### [INFORMATION PROVIDED]
□ □ □ □ □

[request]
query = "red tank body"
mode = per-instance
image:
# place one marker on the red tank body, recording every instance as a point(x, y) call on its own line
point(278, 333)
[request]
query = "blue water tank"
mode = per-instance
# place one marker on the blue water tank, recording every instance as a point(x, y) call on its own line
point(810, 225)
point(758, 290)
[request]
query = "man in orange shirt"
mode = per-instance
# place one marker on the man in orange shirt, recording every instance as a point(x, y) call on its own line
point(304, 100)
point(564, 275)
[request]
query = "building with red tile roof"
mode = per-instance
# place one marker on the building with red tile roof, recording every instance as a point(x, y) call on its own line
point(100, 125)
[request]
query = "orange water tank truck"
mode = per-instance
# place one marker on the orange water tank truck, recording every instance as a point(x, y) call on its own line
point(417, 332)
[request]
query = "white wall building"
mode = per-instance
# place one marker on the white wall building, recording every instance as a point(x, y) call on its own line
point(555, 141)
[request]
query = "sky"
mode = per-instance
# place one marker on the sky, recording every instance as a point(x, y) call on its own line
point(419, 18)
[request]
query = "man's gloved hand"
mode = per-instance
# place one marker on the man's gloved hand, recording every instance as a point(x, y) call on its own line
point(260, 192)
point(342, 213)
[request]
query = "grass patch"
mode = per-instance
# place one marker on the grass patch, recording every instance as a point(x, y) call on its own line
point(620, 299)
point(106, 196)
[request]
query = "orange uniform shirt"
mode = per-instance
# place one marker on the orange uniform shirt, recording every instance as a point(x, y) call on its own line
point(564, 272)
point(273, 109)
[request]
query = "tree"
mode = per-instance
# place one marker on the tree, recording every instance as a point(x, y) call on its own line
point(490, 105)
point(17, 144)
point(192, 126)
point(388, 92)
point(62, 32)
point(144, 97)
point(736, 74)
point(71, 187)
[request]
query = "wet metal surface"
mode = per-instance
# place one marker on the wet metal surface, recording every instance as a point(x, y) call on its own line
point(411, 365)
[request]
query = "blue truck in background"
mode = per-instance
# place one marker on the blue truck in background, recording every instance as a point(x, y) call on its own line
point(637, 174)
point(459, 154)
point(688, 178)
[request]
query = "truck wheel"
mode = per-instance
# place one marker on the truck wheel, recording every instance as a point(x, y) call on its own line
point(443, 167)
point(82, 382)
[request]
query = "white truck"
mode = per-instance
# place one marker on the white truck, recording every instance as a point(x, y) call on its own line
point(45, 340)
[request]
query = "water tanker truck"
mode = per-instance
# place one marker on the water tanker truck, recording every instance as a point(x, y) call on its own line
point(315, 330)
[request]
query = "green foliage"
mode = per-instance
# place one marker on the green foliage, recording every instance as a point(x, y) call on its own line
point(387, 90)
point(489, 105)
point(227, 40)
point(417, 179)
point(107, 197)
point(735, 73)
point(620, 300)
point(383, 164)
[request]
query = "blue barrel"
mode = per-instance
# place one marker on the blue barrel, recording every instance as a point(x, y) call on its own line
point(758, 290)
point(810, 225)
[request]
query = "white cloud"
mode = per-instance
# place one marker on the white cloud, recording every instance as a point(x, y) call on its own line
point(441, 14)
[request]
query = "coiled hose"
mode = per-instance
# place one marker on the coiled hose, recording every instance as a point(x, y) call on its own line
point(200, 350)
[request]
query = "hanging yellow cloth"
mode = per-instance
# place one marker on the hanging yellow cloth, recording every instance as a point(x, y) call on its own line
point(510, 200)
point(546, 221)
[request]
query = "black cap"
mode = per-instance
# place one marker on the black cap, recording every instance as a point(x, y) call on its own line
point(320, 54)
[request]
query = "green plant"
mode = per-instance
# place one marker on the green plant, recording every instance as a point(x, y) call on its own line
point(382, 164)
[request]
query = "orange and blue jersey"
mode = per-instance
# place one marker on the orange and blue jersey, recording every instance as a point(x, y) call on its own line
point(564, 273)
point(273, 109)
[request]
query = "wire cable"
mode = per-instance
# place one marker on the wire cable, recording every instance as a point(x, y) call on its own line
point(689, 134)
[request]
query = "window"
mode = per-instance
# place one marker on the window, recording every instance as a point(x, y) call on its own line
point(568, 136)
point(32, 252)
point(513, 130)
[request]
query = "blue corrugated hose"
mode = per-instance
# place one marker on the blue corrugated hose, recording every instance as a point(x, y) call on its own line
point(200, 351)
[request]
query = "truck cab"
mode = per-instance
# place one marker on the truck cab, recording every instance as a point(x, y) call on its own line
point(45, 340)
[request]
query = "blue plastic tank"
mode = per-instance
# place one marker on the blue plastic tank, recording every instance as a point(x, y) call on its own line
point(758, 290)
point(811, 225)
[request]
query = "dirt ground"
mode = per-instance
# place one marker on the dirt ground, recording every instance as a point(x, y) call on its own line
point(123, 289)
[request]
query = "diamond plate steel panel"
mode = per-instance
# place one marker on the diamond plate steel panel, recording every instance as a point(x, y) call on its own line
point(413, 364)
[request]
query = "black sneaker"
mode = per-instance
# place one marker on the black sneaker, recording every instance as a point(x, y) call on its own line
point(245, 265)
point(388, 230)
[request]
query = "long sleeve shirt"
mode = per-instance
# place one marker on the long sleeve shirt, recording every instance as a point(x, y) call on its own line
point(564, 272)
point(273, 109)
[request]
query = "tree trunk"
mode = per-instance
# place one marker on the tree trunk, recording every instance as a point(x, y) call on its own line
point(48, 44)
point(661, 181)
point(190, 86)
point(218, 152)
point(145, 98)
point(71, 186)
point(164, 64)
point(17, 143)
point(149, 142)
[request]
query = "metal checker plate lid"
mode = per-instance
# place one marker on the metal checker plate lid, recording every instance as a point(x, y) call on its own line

□ □ □ □ □

### [WHAT IS BEING ASKED]
State how many lines of the listing above hold the word "checker", with nothing but the number.

### [YOUR RESPONSE]
2